IL CASTELLO DELLE STREGHE

Val Fontana       4 Maggio 2008        

E’ l’inizio di maggio, la voglia di fare una bella salita è grande poiché i primi mesi dell’anno sono stati alpinisticamente molto avari, e quando Giovanni parla del Pizzo Scalino accettiamo entusiasti.

            Due settimane prima con Stefano e me aveva fatto una perlustrazione nella zona, l’interminabile Val Fontana ci aveva sfiancato ma le vette viste erano tanto belle da mancare il fiato e degne di una nuova visita.

            Stimolati da quanto avevamo visto ci siamo ritrovati a guidare i nostri amici su per la Valtellina nel crepuscolo avanzato del sabato dopo essere partiti alle sette da Lumezzane ed aver incontrato Marcello a Rodengo Saiano.

++++++++

CONSEGNE DELL'ESERCIZIO:
**A)** Nel racconto della salita in Val Fontana, in quale località i protagonisti hanno incontrato Marcello?
**B)** Traduci in inglese questa frase del racconto della salita in Val Fontana: "E’ l’inizio di maggio, la voglia di fare una bella salita è grande poiché i primi mesi dell’anno sono stati alpinisticamente molto avari, e quando Giovanni parla del Pizzo Scalino accettiamo entusiasti."
**C)** Riprendi il racconto della salita in Val Fontana dal punto in cui si interrompe.
Il materiale non ha alcun ruolo in queste consegne.

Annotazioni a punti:
++++++++

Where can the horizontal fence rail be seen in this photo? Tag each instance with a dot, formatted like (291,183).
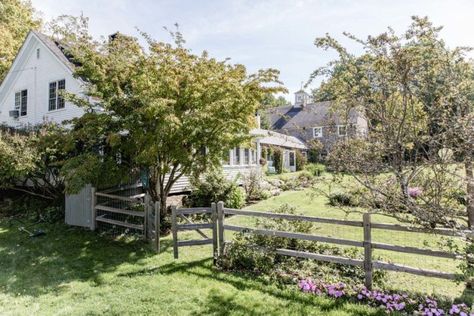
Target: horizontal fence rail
(132,210)
(367,244)
(190,225)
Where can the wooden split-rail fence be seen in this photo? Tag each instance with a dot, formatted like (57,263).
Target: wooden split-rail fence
(219,227)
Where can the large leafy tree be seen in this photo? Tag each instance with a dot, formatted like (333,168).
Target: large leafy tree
(32,161)
(162,109)
(415,93)
(17,18)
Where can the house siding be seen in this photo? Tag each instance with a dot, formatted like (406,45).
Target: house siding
(34,75)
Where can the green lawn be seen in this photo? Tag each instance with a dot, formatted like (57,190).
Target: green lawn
(72,271)
(308,202)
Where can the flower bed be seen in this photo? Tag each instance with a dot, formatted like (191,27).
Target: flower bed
(391,302)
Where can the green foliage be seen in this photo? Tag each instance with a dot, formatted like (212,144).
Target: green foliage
(17,18)
(342,199)
(212,188)
(301,160)
(252,184)
(315,169)
(37,170)
(163,105)
(278,160)
(314,152)
(412,89)
(255,253)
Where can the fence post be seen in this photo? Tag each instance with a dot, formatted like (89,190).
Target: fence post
(220,225)
(157,226)
(214,232)
(94,211)
(174,229)
(367,251)
(147,213)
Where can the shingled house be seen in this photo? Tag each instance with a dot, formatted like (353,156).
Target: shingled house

++++++++

SOLUZIONI IN ORDINE:
**A)** A Rodengo Saiano.

**B)** It is the beginning of May, the desire for a good climb is strong because the first months of the year have been very stingy in terms of mountaineering, and when Giovanni mentions Pizzo Scalino we eagerly accept.

**C)**
            Siamo un bel gruppo, Carlo, Davide, Giovanni, Riccardo, io e Marcello, amico che da tempo non era dei nostri.

            Il tempo è bello e la temperatura mite, arriviamo nella notte all’ultima spianata della valle dopo aver passato il paese di Ponte in Valtellina, troviamo macchie di neve lungo la strada sterrata che ci costringono a campeggiare un poco più in basso di quanto ci eravamo prefissati; siamo a circa 1600 metri di altitudine.

            Iniziano i contrattempi, Davide si accorge di aver scordato sull’auto, lasciata nel bresciano, il portafogli con i soldi, i documenti, il cellulare e la colazione; non se la prende, certo, è poca cosa e rimediamo allegramente al problema; scopriremo poi che questo è il fine settimana dei piccoli guai.

            Allestiamo le tende attorno alle auto, due pratici Doblò che si diversificano solo per il colore, Marcello dorme nell’abitacolo del suo mezzo mentre noi allestiamo delle tende comode mentre Davide, che sta tentando un esperimento, innalza una tenda minuscola; la osserviamo scettici ma lui è sicuro di sé, si vedrà.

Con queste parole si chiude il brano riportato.